BEGIN DOCUMENT EXTRACT

We fin towards a shallow sand ridge, fighting against an unusually stiff current that’s sweeping through one of the lagoons surrounding Viti Levu, Fiji’s main island. Leroy Aitcheson, my dive instructor, snags a piece of bamboo that’s passing with the current and jams it into the sand, indicating I should use it to help keep me in place during our safety stop.

As my body fans out behind the bamboo like a flag, I can’t stop grinning, partially flooding my mask, but I don’t care. I’m elated. I’ve just completed the final skills of my PADI Open Water Diver course. Even better, I’ve completed them calmly, with confidence. I can’t be sure who is prouder of my achievement: me or Leroy.

This was my third attempt learning to dive. On my first go-round, I couldn’t get past the mask-clearing – a hurdle many divers have wrestled with. I pulled out of that Open Water course and spent the next few weeks swimming laps in the community pool with a snorkel and half-flooded mask, familiarizing myself with the sensation.

On my second go-round, a few months later, I sailed confidently through my pool skills, removing my mask with an underwater grin. I felt ready for the open water, which was going to be held in a freshwater, high-altitude lake in the middle of New Zealand’s winter.

Conditions were less than ideal and the outcome was predictable: I faced more ‘issues’ than I could cope with and opted out of the rest of the course.

A few weeks later, determined to knock my budding fear on its head, I joined another Open Water group back in the same lake. The conditions were better, but I was nervous the entire dive and battled with my buoyancy.

I didn’t dive again for three years.

I spent most of that time beating myself up about it. I love the water. Diving should have been easy for me, but now putting on a wetsuit triggered a surge of panic. I had developed a mental block the size of the Antarctic shelf, and I was ashamed of it. I had no desire to try diving again.

That’s when I met Leroy.

My husband Chris and I were holidaying in Fiji’s Yasawa Islands, and Leroy, a Fijian dive instructor with more than 20 years of experience, was the first diver I had met since my Open Water disaster who didn’t tell me to relax.

“If you could relax, you would, if it were that simple,” he told me over a drink at the bar. “I think dive instructors who have been doing it for a long time can forget what it’s like for a new diver. To us, it’s just a bit of murky water. It’s fine. To a new diver, it causes anxiety, and that anxiety can cause panic. You can see it in the student’s face: they feel pressured. They’re not ready. So it’s up to you. If you want to try again, I’ll be happy to take you on a DSD (Discover Scuba Dive). If you’re not ready, that’s fine, too.”

Conditions couldn’t have been better – crystal clear visibility, warm water, no current – but it still took a few more days before I decided to give it a go. The turning point, for me, was that Leroy listened to me. He didn’t minimize the experience by telling me to relax – we discussed what happened and worked out a dive plan.

END DOCUMENT EXTRACT
BEGIN PROVIDED RECORDS

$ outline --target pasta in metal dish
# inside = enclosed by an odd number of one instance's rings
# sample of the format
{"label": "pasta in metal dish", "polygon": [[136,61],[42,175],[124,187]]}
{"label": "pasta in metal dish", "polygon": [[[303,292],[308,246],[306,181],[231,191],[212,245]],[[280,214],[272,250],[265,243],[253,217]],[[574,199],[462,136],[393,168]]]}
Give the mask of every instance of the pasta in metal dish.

END PROVIDED RECORDS

• **WHAT TO DO**
[A] In the account of learning to dive, switch "wetsuit" to "drysuit" and write out the passage between "A few weeks" and "me to relax.", inclusive.
[B] Continue the account of learning to dive from the point where it stops.

• **FINAL ANSWERS**
[A]
A few weeks later, determined to knock my budding fear on its head, I joined another Open Water group back in the same lake. The conditions were better, but I was nervous the entire dive and battled with my buoyancy.

I didn’t dive again for three years.

I spent most of that time beating myself up about it. I love the water. Diving should have been easy for me, but now putting on a drysuit triggered a surge of panic. I had developed a mental block the size of the Antarctic shelf, and I was ashamed of it. I had no desire to try diving again.

That’s when I met Leroy.

My husband Chris and I were holidaying in Fiji’s Yasawa Islands, and Leroy, a Fijian dive instructor with more than 20 years of experience, was the first diver I had met since my Open Water disaster who didn’t tell me to relax.

[B]
Before I even attempted my DSD skills in the shallows of the resort’s lagoon, we went for a short dive around the house snorkelling reef, hand in hand, first on the surface of the water, submerging a few feet once I felt ready. By the time I went through the DSD skills, I felt (marginally) more comfortable with my equipment and in the underwater space.

The DSD itself was an eye-opener: as we circumnavigated a massive cabbage coral, fish in every hue and size darted around me, going about their fishy lives as if I wasn’t there. I’ve always wondered how much more, really, divers see than snorkelers. Now I know: it’s a different world entirely. I also learned that I’m comfortable under the water. It’s being on the surface that sparks the panic.

Two years after that DSD, I returned to Fiji, but this time in less-than-ideal conditions. Fiji is renowned for its clear, calm waters, making it an optimal location to learn to dive, but I’m doing my Open Water course in the deep breath between two cyclones. The weather has muddied the water and debris stream by at a steady clip.

There’s a lot more riding on this attempt than my previous two: Chris and I are about to embark on our year-long dive travel guidebook assignment for National Geographic (Fiji is our first stop), so the pressure is inadvertently on.

The surface, with its storm chop, was still my biggest challenge. But rather than dismissing my concerns about the conditions, Leroy discussed them with me, and we made a clear plan for each dive and contingency.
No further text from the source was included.